ÇEWLÎG - Dini yapıların yaygınlaşarak kadınları sosyal alanlardan uzaklaştırdığı Çewlîg’de kadın mücadelesinin zayıf olduğunu dile getiren Çewlîg Barosu Kadın Hakları Komisyonu Başkanı Avukat Nuran Aydın, dini oluşumlara ilişkin "Diğer şehirlere nazaran Bingöl’de, serbest bırakıldıkları için dini derneklerin daha kolay faaliyet gösterdiklerini görüyoruz. Desteklenme ya da önünü almama gibi bilinçli bir desteği var iktidarın" değerlendirmesi yaptı.
 
Kurdistan’da kadın ve çocuklara dönük uygulanan özel savaş politikaları her geçen gün derinleşiyor. Bir yanda üniformalı şiddetle yüz yüze bırakılan kadınlar, diğer yandan ise dini baskı ile yaşam alanlarından koparılarak evlere hapsedilmeye çalışılıyor. İktidarın önünü açtığı ve destek verdiği tarikat ve cemaatler eliyle bu baskının yoğun yaşandığı kentlerden biri de Çewlîg (Bingöl). Kentteki dini yapılanmaların kadınların ve kız çocukların yaşamlarına etkilerini Çewlîg Barosu Kadın Hakları Komisyonu Başkanı Avukat Nuran Aydın değerlendirdi.
 
‘Bingöl proje şehri’
 
Çewlîg’de kadınların toplumun dışında bırakılmak istendiğini dile getiren Nuran, bu durumun din ile de alakası olduğunu söyledi. Dini fraksiyonların daha önce toplumun ve sosyal yaşamın dışında olduğunu kaydeden Nuran, “İlginç bir yer Bingöl. Aynı bina içerisinde IŞİD’cisini de SDGF’lisini de bulabiliyorsun. Hatta aynı evin içinde YPG’ye ve IŞİD’e katılan kardeşleri de görebiliyorsunuz. Bu nedenle biraz farklı bir şehir. HÜDA PAR’ın adaylarından biriyle konuştuğumda bir yorumda bulunmuştu; ‘Bingöl, cumhuriyetin ihtiyaca binaen kurduğu bir şehir. O yüzden karakteri yok’ diye. Bu durum halen devam etmekte. Bir proje şehir ve proje anlamında hala devam etmekte. Diğer şehirlere nazaran Bingöl’de, serbest bırakıldıkları için dini derneklerin daha kolay faaliyet gösterdiklerini görüyoruz. Desteklenme ya da önünü almama gibi bilinçli bir desteği var iktidarın” dedi.

**Çalışmanın Amacı**
Bingöl'deki dini yapılanmaların kadınlar üzerindeki etkisini konu alan yukarıdaki haber metnini, son cümlesinden sonrasını yazarak sürdürünüz.

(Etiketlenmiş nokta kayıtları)
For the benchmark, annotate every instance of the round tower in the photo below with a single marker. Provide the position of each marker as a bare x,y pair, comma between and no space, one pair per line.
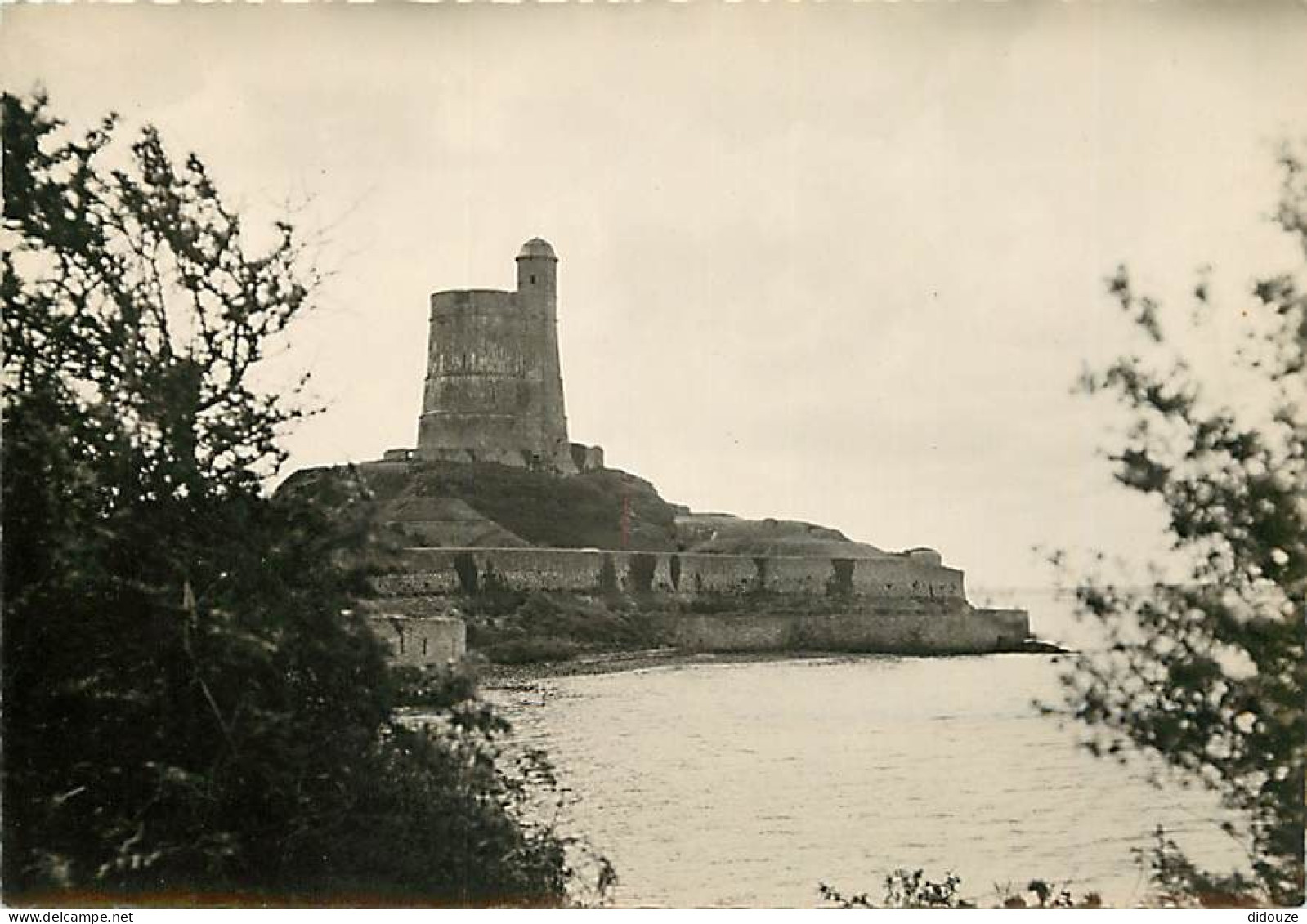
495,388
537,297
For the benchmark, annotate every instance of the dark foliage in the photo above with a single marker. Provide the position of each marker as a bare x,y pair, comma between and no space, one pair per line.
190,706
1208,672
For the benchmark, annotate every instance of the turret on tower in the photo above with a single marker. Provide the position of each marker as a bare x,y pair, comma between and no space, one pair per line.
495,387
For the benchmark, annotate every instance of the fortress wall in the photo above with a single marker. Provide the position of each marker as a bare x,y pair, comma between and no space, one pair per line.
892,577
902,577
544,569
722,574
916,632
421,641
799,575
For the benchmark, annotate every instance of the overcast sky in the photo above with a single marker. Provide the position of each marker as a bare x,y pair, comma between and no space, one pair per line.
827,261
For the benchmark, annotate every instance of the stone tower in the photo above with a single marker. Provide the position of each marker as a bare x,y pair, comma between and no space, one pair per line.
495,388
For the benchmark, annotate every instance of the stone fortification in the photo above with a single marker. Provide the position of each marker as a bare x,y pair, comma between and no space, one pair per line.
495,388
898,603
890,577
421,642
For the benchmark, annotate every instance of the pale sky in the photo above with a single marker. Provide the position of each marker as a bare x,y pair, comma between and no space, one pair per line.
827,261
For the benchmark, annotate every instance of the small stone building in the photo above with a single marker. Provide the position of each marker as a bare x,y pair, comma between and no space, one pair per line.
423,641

**Yanıt**
 
‘Devlet yaptığı politikanın bedelini kendisi ödüyor’
 
Kadına dönük politikaların genellikle kadını ötelemek üzerinden sürdüğünü belirten Nuran, “Bu durumun çağla ilgili olduğunu ve fazla amacına ulaşılmadığını düşünüyorum. Bingöl’de Tiktok’un yoğun kullanılmasından dolayı kadınları ve kız çocuklarını fazla dışarı çıkarmıyorlar ama genelde çok olmasa bile nadiren kadının, kız çocukların bu baskılara direndiğini görüyoruz. Eskiden bunu bilmediği için kadınlar daha fazla boyun eğme, razı gelme ve kaderini kabullenme gibi tepkiler veriyorlardı. Yeni nesildeyse tam tersi bir çıkış yolu arıyorlar ve o çıkış yolunu da genelde devlete sığınma olarak görüyorlar. Devlet aslında yaptığı politikanın bir şekilde bedelini tekrar kendisi ödüyor” ifadelerine yer verdi.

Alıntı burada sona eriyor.